_Exercise_
Rewrite the material below with "scan" swapped for "image" everywhere it occurs, leaving everything else unchanged.

_Dataset records_
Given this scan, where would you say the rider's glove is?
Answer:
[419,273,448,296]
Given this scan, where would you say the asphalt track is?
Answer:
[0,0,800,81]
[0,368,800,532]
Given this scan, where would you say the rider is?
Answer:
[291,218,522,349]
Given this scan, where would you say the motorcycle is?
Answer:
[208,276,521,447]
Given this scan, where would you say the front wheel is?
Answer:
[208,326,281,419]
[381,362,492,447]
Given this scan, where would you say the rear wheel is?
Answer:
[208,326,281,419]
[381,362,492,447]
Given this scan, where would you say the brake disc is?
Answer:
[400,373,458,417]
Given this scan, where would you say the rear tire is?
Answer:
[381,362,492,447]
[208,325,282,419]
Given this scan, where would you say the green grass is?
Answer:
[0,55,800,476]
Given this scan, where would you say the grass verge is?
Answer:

_Output of the task_
Given this image, where would you say the rider's glove is?
Answer:
[419,273,448,296]
Given this image, where would you say the asphalt track is?
Answer:
[0,0,800,81]
[0,368,800,532]
Given this image, where would you say the rider is?
Answer:
[291,218,522,349]
Given this image, where would you say the motorcycle is?
Answer:
[208,276,521,447]
Given this image, where would you say the front wheel is?
Answer:
[208,326,281,419]
[381,362,492,447]
Given this image, where would you say the rear wheel is?
Answer:
[208,326,281,419]
[381,362,492,447]
Given this image, where would you say the brake disc is?
Answer:
[400,373,458,417]
Given this image, where would you say the rear tire is?
Answer:
[381,362,492,447]
[208,325,282,419]
Given this image, where would you say the green grass is?
Answer:
[0,55,800,476]
Given this image, where would you say the grass verge is?
Answer:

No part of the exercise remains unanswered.